§ TEXTAUSZUG
Der Bundespräsident und seine Ehefrau besuchten Aidskranke in Kreuzberger Wohnprojekt

„Psst!“, raunt es durch den Raum, als das Ehepaar Köhler mit fast einer halben Stunde Verspätung anreist. „Sie kommen!“ Fotohandys werden gezückt, Kameras blitzen für Erinnerungsfotos auf. Eva Luise Köhler im hellbraunen Jacket bleibt im Hintergrund, während ihr Mann zuerst das Buffet begutachtet. „Kalbsbraten – nicht schlecht!“, sagt er.

Zum Essen war Bundespräsident Horst Köhler allerdings nicht gekommen. Mit seinem Besuch beim betreuten Wohnprojekt „ZiK“ für HIV- und Aids-Kranke wollte er ein Zeichen setzen. „Ich möchte Ihnen vermitteln, dass Sie nicht am Rand der Gesellschaft stehen“, sagtKöhler. „Nach meinen Vorstellungen soll jeder in unserer Gesellschaft ein Zuhause haben.“ Vor allem aber wollte er sich persönlich davon überzeugen, wofür die Erlöse der 11. Festlichen Operngala der Deutschen Aids-Stiftung verwendet wurden. Köhler war Schirmherr der Benefizveranstaltung, die vergangenen Samstag in der Deutschen Oper stattfand. Die Spenden in Höhe von 400000 Euro gingen komplett an das Projekt „Zuhause im Kiez“ (ZiK). Köhlers Ehefrau Eva Luise engagiert sich seit kurzem im Kuratorium der Deutschen Aids-Stiftung.

Datensatzeinträge:
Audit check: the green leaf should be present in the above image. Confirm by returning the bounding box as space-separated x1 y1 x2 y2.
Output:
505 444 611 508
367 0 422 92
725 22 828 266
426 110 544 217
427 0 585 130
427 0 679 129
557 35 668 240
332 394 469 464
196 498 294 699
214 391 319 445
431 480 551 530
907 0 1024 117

§ AUFGABEN ZUM TEXT
(1) Entnimm dem Text über den Besuch im Wohnprojekt den Abschnitt, der mit „Zum Essen war“ beginnt und bis einschließlich „der Deutschen Aids-Stiftung.“ reicht.
(2) Wo fand laut dem Text über den Besuch im Wohnprojekt die Benefizveranstaltung statt, deren Schirmherr Köhler war?
(3) Führe den Text über den Besuch im Wohnprojekt von der Stelle aus weiter, an der er endet.
Die Datensätze stammen aus einer anderen Quelle.

§ LÖSUNGEN
(1)
Zum Essen war Bundespräsident Horst Köhler allerdings nicht gekommen. Mit seinem Besuch beim betreuten Wohnprojekt „ZiK“ für HIV- und Aids-Kranke wollte er ein Zeichen setzen. „Ich möchte Ihnen vermitteln, dass Sie nicht am Rand der Gesellschaft stehen“, sagtKöhler. „Nach meinen Vorstellungen soll jeder in unserer Gesellschaft ein Zuhause haben.“ Vor allem aber wollte er sich persönlich davon überzeugen, wofür die Erlöse der 11. Festlichen Operngala der Deutschen Aids-Stiftung verwendet wurden. Köhler war Schirmherr der Benefizveranstaltung, die vergangenen Samstag in der Deutschen Oper stattfand. Die Spenden in Höhe von 400000 Euro gingen komplett an das Projekt „Zuhause im Kiez“ (ZiK). Köhlers Ehefrau Eva Luise engagiert sich seit kurzem im Kuratorium der Deutschen Aids-Stiftung.

(2) In der Deutschen Oper.

(3)
Unter den 50 Gästen war auch Frank Berger. Er lebt seit vier Jahren im ZiK in der Reichenberger Straße. „Hier muss ich mich nicht verstellen“, sagt der 39-Jährige. „Keiner zeigt mit dem Finger auf mich, weil wir alle dasselbe Problem haben.“ Er fühle sich wie in einer großen Familie, sagt er über das Leben in der Wohngemeinschaft. Außerhalb des Hauses sei die Akzeptanz als Aidskranker allerdings immer noch gering. Viele Menschen hätten Berührungsängste. „Daran wird auch der Besuch des Bundespräsidenten nichts ändern“, ist sich Berger sicher. Ein einmaliger Besuch könne wenig in der Öffentlichkeit bewirken.

Da gibt sich die Leiterin des Hauses, Doris Steimaris, optimistischer. „Das ist eine große Ehre für uns“, sagt sie. Ihr Projekt gilt wegen seiner Größe und seines vielfältigen Hilfsangebotes als einzigartig in der Bundesrepublik. Zurzeit wohnen hier 23 kranke Menschen. Sie werden psychosozial betreut und erhalten bei Bedarf Unterstützung vom Pflegedienst. Seit der Eröffnung 1999 lebten hier 73 Menschen.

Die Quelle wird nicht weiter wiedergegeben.